DOCUMENT TEXT =
WASHINGTON, DC (Nov. 25, 2019) — The types of services that publicly funded family planning clinics offer to help clients achieve pregnancy differ according to whether clinics receive funding through the Title X family planning program, found a study selected as the Editor’s Choice for the November/December issue of Women’s Health Issues.
Women’s Health Issues is the official journal of the Jacobs Institute of Women’s Health, which is based in the Department of Health Policy and Management at Milken Institute School of Public Health (Milken Institute SPH) at the George Washington University.
Ana Carolina Loyola Briceno, formerly of the Office of Population Affairs (OPA) at the US Department of Health and Human Services, and her colleagues analyzed survey responses from 1,615 publicly funded clinics that provide family planning services to see which services they offered to help clients achieve pregnancy. They found that although Title X clinics were less likely than their non-Title-X-funded counterparts to offer infertility treatment, they were more likely to offer reproductive life plan assessment, screening for sexually transmitted diseases (STDs), and body mass index (BMI) screening and preconception health care for men. (The authors did not find significant differences in BMI screening and preconception health care for women between clinics that did and did not receive Title X funding.)

REQUIRED TASKS =
1. According to the Title X clinic study text, how many publicly funded clinics had their survey responses analyzed?
2. Repeat the part of the Title X clinic study text that opens with the words containing "Women’s Health Issues is" and closes with "George Washington University.".

ENTRIES SUPPLIED =
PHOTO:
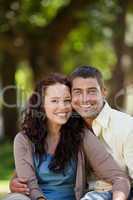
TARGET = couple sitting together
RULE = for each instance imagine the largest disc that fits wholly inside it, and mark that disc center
(72, 144)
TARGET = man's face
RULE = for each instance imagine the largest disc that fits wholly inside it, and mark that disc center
(87, 97)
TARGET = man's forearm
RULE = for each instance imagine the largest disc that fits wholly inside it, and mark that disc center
(117, 195)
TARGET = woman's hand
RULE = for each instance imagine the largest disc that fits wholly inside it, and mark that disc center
(19, 185)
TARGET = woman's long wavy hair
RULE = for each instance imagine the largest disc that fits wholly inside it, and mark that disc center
(35, 127)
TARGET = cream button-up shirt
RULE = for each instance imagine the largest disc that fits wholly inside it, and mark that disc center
(115, 131)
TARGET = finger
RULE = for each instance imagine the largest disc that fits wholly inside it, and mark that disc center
(23, 180)
(21, 185)
(22, 190)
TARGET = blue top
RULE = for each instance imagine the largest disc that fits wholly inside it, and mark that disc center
(56, 185)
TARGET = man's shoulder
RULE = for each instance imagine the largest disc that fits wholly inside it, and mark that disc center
(121, 115)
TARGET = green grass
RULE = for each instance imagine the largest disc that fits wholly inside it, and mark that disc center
(6, 160)
(6, 167)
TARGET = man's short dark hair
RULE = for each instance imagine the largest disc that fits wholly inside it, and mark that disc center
(87, 72)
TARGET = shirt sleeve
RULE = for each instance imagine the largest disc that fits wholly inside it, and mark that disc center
(128, 152)
(24, 164)
(104, 165)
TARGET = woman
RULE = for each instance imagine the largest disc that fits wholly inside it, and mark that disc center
(52, 137)
(49, 149)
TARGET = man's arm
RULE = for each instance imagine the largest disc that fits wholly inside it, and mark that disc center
(24, 165)
(105, 167)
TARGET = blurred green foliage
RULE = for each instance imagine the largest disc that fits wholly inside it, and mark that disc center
(7, 162)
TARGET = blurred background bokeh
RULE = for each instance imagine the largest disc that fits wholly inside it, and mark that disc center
(39, 37)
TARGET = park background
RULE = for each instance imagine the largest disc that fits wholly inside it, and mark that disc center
(39, 37)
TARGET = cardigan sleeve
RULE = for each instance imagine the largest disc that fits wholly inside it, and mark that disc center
(24, 164)
(103, 164)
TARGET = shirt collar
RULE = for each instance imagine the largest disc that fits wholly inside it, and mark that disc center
(103, 117)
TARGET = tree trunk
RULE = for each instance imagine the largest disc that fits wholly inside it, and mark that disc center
(9, 92)
(117, 95)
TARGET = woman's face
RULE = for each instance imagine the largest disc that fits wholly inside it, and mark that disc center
(57, 103)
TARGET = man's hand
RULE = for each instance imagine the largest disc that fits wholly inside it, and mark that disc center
(19, 185)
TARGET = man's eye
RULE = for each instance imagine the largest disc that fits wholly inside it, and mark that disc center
(92, 92)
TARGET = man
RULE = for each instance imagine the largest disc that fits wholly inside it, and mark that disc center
(113, 128)
(88, 99)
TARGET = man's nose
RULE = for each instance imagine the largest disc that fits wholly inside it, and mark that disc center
(84, 98)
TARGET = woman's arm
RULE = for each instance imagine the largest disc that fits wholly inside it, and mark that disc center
(24, 164)
(105, 167)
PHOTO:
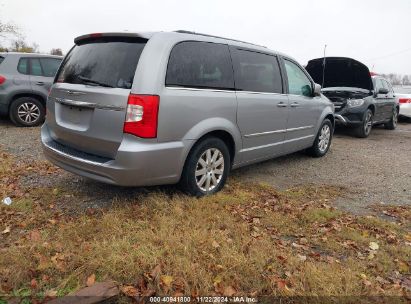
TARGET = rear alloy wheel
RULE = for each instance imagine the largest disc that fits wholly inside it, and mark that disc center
(27, 112)
(323, 140)
(206, 168)
(364, 130)
(392, 124)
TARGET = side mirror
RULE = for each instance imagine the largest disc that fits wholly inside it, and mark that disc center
(317, 89)
(383, 91)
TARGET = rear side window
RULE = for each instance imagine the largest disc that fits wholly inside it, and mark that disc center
(257, 72)
(200, 65)
(23, 65)
(298, 82)
(103, 61)
(378, 84)
(49, 66)
(36, 69)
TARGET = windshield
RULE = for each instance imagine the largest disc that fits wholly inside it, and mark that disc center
(109, 62)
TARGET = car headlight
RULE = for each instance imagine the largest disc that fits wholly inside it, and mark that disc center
(355, 102)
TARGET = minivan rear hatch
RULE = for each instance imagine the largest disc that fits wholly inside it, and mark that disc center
(87, 104)
(337, 72)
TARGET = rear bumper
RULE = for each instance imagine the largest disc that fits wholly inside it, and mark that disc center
(4, 105)
(136, 163)
(405, 109)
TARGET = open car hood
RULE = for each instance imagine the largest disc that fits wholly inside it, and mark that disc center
(340, 72)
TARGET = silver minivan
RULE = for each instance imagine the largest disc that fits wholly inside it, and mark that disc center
(139, 109)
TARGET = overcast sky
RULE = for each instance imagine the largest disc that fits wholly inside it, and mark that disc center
(376, 32)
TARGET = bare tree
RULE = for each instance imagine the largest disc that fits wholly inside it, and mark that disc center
(405, 80)
(21, 46)
(9, 29)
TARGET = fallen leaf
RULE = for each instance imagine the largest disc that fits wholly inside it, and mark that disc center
(282, 284)
(229, 291)
(255, 234)
(302, 258)
(91, 280)
(50, 293)
(217, 280)
(129, 291)
(403, 267)
(35, 235)
(374, 246)
(156, 271)
(166, 280)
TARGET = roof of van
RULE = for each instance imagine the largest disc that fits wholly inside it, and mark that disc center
(182, 33)
(29, 54)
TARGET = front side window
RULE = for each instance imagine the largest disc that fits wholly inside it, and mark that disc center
(378, 85)
(36, 67)
(50, 66)
(22, 66)
(257, 72)
(388, 86)
(200, 65)
(298, 82)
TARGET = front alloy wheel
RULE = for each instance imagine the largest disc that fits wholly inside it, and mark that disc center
(206, 168)
(323, 139)
(392, 124)
(27, 112)
(209, 169)
(364, 130)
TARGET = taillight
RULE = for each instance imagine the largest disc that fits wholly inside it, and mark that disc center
(142, 115)
(405, 100)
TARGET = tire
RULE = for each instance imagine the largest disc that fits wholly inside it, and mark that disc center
(323, 139)
(210, 182)
(27, 112)
(392, 124)
(364, 130)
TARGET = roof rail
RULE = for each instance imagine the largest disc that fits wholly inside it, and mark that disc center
(207, 35)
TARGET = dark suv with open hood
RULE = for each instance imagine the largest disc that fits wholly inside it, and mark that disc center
(360, 100)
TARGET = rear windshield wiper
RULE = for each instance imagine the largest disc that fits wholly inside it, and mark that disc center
(102, 84)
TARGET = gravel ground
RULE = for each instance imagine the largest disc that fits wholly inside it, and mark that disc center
(376, 170)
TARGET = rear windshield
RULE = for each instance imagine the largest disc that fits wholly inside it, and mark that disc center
(109, 62)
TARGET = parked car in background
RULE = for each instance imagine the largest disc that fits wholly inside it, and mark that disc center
(25, 80)
(403, 95)
(360, 100)
(138, 109)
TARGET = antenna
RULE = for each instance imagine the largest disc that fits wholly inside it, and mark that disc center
(322, 85)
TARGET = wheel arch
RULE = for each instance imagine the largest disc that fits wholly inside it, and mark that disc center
(372, 108)
(38, 97)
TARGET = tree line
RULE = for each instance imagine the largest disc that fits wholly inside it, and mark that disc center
(397, 79)
(18, 43)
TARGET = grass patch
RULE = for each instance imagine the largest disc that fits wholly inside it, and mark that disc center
(246, 240)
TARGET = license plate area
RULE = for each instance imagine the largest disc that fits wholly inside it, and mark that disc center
(72, 117)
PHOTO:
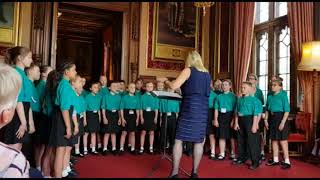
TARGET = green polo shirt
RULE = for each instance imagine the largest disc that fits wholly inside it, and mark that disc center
(248, 105)
(80, 106)
(85, 93)
(104, 91)
(149, 102)
(47, 105)
(225, 101)
(111, 102)
(130, 102)
(26, 90)
(258, 94)
(212, 98)
(35, 100)
(278, 102)
(172, 106)
(66, 96)
(41, 88)
(93, 102)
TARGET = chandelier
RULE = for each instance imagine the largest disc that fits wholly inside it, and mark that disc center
(203, 5)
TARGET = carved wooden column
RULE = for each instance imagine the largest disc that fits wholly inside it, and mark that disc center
(134, 40)
(41, 31)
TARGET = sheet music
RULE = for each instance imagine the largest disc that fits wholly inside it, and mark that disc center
(165, 94)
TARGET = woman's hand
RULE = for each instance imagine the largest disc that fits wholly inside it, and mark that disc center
(266, 124)
(124, 122)
(76, 130)
(254, 129)
(236, 126)
(84, 123)
(68, 133)
(216, 123)
(281, 126)
(31, 129)
(22, 129)
(105, 121)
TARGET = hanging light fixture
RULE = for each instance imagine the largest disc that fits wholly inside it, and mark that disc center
(203, 5)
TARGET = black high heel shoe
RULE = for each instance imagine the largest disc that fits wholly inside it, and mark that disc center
(174, 176)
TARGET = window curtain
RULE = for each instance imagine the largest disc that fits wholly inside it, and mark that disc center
(300, 19)
(243, 34)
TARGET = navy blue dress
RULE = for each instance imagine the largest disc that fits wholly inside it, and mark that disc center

PER-TASK ANSWERS =
1. 1,615 clinics.

2.
Women’s Health Issues is the official journal of the Jacobs Institute of Women’s Health, which is based in the Department of Health Policy and Management at Milken Institute School of Public Health (Milken Institute SPH) at the George Washington University.